**CONSEGNA**
Trascriva dal testo sulla vertenza Unicoop Tirreno il passo da "Unicoop Tirreno è" a "un dramma devastante.", rinominando "dipendenti" in "addetti".

**TESTO FORNITO**
►

L'Unione Sindacale di Base invia una richiesta d'incontro al Ministro Poletti: si faccia garante della salvaguardia occupazionale degli otre 600 lavoratori Coop che rischiano idi perdere il lavoro:
Oggetto: richiesta incontro
Ci rivolgiamo a Lei in qualità di attuale Ministro del Lavoro ma anche di ex Presidente Nazionale di LegaCoop nonché dal 2013 dell'Alleanza delle Cooperative Italiane, in relazione al piano di risanamento annunciato e comunicato ai sindacati da Unicoop Tirreno, che ad oggi parla di 481 equivalenti full-time in esubero pari a 6-700 lavoratori.
Unicoop Tirreno è una delle grandi cooperative del sistema della Grande Distribuzione Organizzata Coop in Italia. Conta più di quattromila dipendenti e se da alcuni anni la gestione dei suoi punti vendita, supermercati, ipermercati,ecc oltre che della sede amministrativa centrale, sta provocando ingenti perdite di bilancio, non è accettabile che a pagarne il prezzo siano lavoratrici e lavoratori che, perdendo il lavoro, si troverebbero insieme alle loro famiglie a vivere un dramma devastante.

◄

**ESTRATTO DEL DATASET**
►

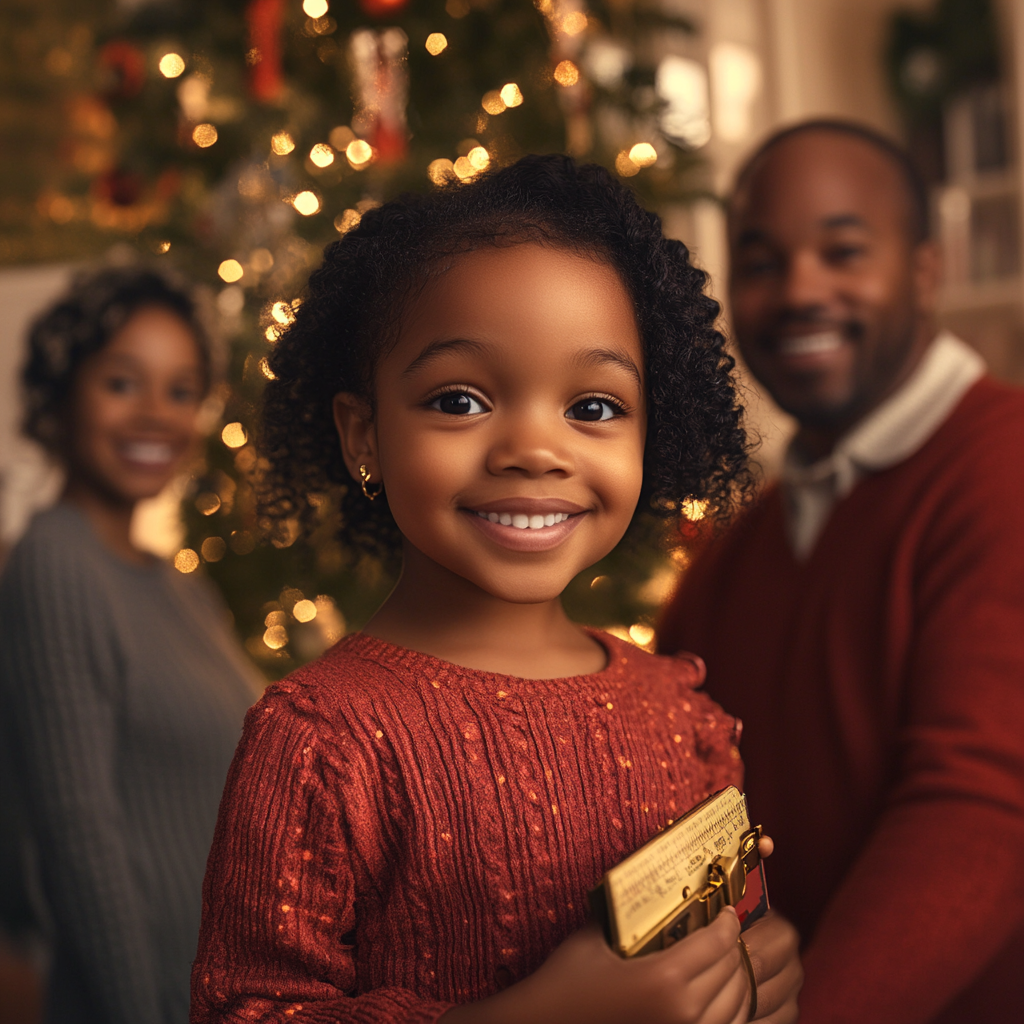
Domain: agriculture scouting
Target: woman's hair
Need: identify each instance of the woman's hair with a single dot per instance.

◄

**RISPOSTA**
Unicoop Tirreno è una delle grandi cooperative del sistema della Grande Distribuzione Organizzata Coop in Italia. Conta più di quattromila addetti e se da alcuni anni la gestione dei suoi punti vendita, supermercati, ipermercati,ecc oltre che della sede amministrativa centrale, sta provocando ingenti perdite di bilancio, non è accettabile che a pagarne il prezzo siano lavoratrici e lavoratori che, perdendo il lavoro, si troverebbero insieme alle loro famiglie a vivere un dramma devastante.